## Tasks and exercises
1: Decide whether each statement below agrees with the uranium miner's account. Answer yes or no for each and quote the words of the text that settle it.
(a) The narrator began working in the mines in Moab, Utah at age 18.
(b) The narrator spent 12 years in management.
(c) The narrator stayed in the hospital for about seven weeks after the lung operation.
2: According to the uranium miner's account, which members of the narrator's family worked in the uranium mines?
3: Print everything in the uranium miner's account from "For the first" down to "of the ground.".

## Reading passage

================================

Uranium Miner faces Terminal Cancer from Workplace Exposure but Wouldn’t Trade One Day at the Mine for Anything

Larry, Former Uranium Miner & Nuclear Care Partners Patient

I started working in the mines out in Moab, Utah when I was 18 years old. You were either a carpenter, a miner, or a construction worker. My dad and three of my brothers worked in the uranium mines.  Mining was just what my family did, and I loved it. 

For the first 12 years of my mining experience, I worked right in the face of the mine. Drill, bar, blast, and load is the easiest way to explain it. We did everything for the extraction of the uranium and I took the mining very seriously. After the first 12 years working as a miner I went into management for about six years. To me, it was more than the work; it was the extraction of the ground, the ground movement, and taking care of the ground. 

We moved out to Grand Junction to raise our family and I worked out there in the mines for about 10 years. The job was very fun and I was introduced to new types of mining and all kinds of new technologies. I loved the people and I loved the work, but I wish I had taken some pictures. I have such vivid memories of things I saw underground that I wish I could share with people. 

I knew I had been exposed to harmful radiation and I always thought about the air. I think they knew we were being exposed and knew there would be consequences. But it’s like anything, you never know what’s going to happen, and once we start learning more about it we have to make changes. 

I was diagnosed with terminal esophageal cancer caused by my exposure at the mines, but my health problems began years ago with my heart. I had to have a double bypass done and then began to have problems with my lungs and stomach as well. I started seeing my pulmonary doctor for my lung issues a few years back and that’s when they found nodules on my lungs. They kept an eye on them but later found that they were cancerous. All of my health issues — with my lungs, stomach and heart — are all connected and sprung from the exposure at the mines. I don’t like having this disease, but I have it, and I’m going to live with it. I know I’ve had a very good and rewarding life, I wouldn’t trade it for anything. 

When they found cancer in the nodules in my lungs I decided to have an operation to remove them, but really struggled with my recovery. I was aspirating everything back into my lungs and had to stay in the hospital for about seven weeks. It was a really tough time. I’ll never forget when NCP found me and came to the hospital when I was struggling to heal. They were so good to me and got me qualified for home care before I even got out of the hospital.

When I got out of the hospital I stayed at my daughter’s house and was on 24-hour care while I recovered from my operation. But as they helped me I became more stable and started improving. I was able to come back home and continue improving with the help of my wonderful nurses.

I’ve never been so happy in my life to have someone care for me and work with me so much. They help me with anything I need and actively keep me doing things to make sure that I take care of myself. I’ve got a life that I can still live and I want a quality of life, they give me that. They help me do the things I want to do. They really care. 

 

Nuclear Care Partners is at the top of my list. They do so much for me to make my life better and that’s worth a whole bunch.

================================

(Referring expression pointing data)
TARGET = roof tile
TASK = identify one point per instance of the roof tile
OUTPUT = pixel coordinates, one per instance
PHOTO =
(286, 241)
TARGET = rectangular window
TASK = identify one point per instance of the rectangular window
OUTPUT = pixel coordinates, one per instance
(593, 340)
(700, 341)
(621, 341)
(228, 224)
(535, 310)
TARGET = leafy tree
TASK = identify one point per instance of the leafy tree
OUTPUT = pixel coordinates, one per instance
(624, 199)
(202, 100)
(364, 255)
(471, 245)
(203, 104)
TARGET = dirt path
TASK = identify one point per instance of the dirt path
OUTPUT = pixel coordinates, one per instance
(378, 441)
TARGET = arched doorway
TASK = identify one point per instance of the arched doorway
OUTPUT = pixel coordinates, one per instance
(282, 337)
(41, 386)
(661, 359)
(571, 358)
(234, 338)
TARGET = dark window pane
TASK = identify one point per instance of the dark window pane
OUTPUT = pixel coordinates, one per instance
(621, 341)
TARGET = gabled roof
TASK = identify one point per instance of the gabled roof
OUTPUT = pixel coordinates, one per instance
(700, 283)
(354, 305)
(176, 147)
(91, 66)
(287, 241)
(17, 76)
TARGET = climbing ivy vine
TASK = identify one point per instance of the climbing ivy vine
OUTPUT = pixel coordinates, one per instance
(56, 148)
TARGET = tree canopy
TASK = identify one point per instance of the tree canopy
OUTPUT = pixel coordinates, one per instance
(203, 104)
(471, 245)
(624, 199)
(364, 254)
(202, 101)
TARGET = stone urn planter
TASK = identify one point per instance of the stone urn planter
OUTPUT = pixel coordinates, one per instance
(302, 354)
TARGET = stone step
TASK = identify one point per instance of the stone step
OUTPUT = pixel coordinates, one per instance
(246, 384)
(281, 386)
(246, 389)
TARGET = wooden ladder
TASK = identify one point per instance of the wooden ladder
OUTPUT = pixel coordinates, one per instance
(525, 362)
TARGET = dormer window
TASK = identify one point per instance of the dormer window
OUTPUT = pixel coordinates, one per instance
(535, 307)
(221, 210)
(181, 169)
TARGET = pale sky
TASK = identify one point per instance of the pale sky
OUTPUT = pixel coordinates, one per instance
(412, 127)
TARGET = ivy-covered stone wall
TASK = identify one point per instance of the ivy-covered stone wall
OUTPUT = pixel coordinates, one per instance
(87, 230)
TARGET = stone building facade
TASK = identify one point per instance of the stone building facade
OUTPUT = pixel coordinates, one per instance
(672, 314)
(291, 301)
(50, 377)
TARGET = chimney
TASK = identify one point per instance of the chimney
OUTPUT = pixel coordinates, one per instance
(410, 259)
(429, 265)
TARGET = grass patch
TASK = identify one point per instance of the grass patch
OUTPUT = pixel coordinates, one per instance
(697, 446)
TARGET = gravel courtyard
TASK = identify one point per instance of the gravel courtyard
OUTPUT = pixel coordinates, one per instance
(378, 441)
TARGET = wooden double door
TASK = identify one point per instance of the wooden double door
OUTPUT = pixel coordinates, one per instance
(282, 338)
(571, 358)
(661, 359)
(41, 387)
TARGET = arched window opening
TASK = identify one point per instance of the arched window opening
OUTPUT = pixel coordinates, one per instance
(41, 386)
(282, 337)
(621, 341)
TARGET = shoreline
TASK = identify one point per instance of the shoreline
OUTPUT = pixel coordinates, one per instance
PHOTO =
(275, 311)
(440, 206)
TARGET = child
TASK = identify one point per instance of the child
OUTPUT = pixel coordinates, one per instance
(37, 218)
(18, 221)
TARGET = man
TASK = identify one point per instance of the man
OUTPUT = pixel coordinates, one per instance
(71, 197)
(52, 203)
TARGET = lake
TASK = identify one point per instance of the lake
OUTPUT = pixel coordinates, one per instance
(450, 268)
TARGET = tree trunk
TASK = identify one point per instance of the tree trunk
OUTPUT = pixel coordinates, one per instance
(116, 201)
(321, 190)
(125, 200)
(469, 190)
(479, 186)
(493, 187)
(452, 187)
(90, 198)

================================

## Replies
1:
(a) Yes: "I started working in the mines out in Moab, Utah when I was 18 years old."
(b) No: "After the first 12 years working as a miner I went into management for about six years."
(c) Yes: "had to stay in the hospital for about seven weeks."

2: The narrator's dad and three of the narrator's brothers.

3:
For the first 12 years of my mining experience, I worked right in the face of the mine. Drill, bar, blast, and load is the easiest way to explain it. We did everything for the extraction of the uranium and I took the mining very seriously. After the first 12 years working as a miner I went into management for about six years. To me, it was more than the work; it was the extraction of the ground, the ground movement, and taking care of the ground.